Point-per-instance localization data:
☆ ☆ ☆ ☆ ☆ ☆ ☆
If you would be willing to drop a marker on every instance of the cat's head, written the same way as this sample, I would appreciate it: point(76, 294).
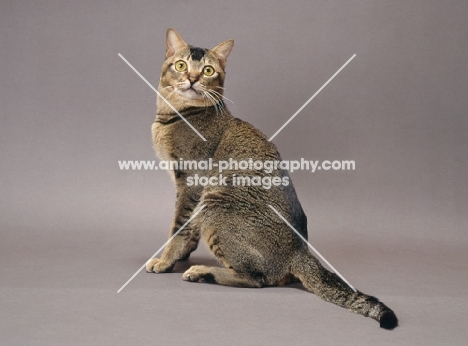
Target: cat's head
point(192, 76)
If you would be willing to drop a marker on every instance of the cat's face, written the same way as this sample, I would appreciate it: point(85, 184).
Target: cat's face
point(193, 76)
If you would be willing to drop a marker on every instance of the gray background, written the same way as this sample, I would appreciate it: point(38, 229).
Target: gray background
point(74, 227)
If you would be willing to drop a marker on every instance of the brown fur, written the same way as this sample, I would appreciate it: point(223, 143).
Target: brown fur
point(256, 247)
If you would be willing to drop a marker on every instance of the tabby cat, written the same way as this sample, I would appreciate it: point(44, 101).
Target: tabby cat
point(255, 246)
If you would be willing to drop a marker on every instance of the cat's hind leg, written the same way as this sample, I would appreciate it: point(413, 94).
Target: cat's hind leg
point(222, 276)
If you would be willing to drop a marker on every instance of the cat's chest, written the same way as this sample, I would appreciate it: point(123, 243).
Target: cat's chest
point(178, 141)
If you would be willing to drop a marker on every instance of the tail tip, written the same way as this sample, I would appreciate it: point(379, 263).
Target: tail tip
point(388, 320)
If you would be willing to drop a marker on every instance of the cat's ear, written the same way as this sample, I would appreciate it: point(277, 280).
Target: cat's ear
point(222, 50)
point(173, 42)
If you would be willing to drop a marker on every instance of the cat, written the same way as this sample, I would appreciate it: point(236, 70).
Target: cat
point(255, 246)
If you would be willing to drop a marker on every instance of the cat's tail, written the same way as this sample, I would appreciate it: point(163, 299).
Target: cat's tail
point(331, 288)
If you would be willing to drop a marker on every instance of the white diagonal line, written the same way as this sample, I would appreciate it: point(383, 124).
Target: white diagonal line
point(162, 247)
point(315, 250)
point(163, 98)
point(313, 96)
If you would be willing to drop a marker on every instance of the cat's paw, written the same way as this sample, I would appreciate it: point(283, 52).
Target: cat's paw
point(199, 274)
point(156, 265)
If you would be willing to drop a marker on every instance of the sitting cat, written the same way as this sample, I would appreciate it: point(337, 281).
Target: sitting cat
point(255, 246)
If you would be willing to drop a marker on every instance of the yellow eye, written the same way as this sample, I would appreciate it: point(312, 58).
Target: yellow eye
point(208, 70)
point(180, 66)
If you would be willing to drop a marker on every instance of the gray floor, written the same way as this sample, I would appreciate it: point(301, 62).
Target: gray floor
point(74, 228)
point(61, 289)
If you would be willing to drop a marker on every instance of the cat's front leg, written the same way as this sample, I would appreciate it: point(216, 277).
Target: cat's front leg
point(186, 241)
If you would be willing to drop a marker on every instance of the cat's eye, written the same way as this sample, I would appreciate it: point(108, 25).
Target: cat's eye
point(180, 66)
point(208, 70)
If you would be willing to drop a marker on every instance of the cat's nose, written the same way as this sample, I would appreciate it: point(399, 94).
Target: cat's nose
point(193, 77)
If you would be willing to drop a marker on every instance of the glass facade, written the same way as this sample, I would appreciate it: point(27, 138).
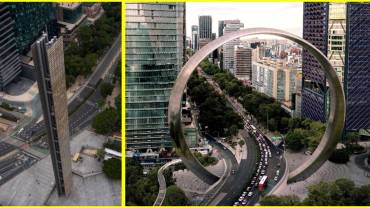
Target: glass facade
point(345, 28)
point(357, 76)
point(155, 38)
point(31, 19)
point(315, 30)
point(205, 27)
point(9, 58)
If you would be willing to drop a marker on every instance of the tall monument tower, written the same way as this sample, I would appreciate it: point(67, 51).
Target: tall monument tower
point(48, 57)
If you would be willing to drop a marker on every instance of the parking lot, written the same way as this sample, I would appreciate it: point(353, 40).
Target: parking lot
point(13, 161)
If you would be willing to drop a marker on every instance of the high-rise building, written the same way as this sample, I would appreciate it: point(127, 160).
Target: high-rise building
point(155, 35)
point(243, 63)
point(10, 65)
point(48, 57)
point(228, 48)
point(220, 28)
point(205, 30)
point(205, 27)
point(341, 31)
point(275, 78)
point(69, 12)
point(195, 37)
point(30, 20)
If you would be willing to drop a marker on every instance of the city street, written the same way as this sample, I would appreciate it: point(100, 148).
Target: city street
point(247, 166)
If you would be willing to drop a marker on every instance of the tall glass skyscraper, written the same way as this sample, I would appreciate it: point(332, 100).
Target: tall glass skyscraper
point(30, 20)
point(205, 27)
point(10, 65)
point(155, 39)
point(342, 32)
☆ ☆ ☆ ☆ ☆ ☆ ☆
PROBLEM REQUIREMENTS:
Give only the lines from the one holding "Target: cat's head" through the one holding "it: point(123, 243).", each restated exactly as it appears above.

REPLY TO THE EXERCISE:
Target: cat's head
point(192, 76)
If you would be willing to drop a marker on every instance of the cat's face, written the same way as this sample, I would appreciate it: point(85, 184).
Target: cat's face
point(193, 76)
If you would be willing to drop a marker on every instance of the gray background, written the same way as this sample, I would appreciate it: point(38, 229).
Target: gray background
point(74, 227)
If you would be willing to drop a marker on every instance of the brown fur, written the same way as this sample, I would appreciate it: point(223, 143).
Target: brown fur
point(256, 247)
If you would be willing to drop a marker on every instance of the tabby cat, written the same way as this sample, I would appreciate it: point(44, 101).
Target: tabby cat
point(255, 246)
If you would be willing to drop a marker on every instance of the cat's hind leg, written the same way as this sample, I would appreciate it: point(413, 94).
Target: cat's hind leg
point(222, 276)
If you would be willing to drop a marker on every instance of the cat's chest, written the same way as this sample, I would appreciate it: point(123, 243).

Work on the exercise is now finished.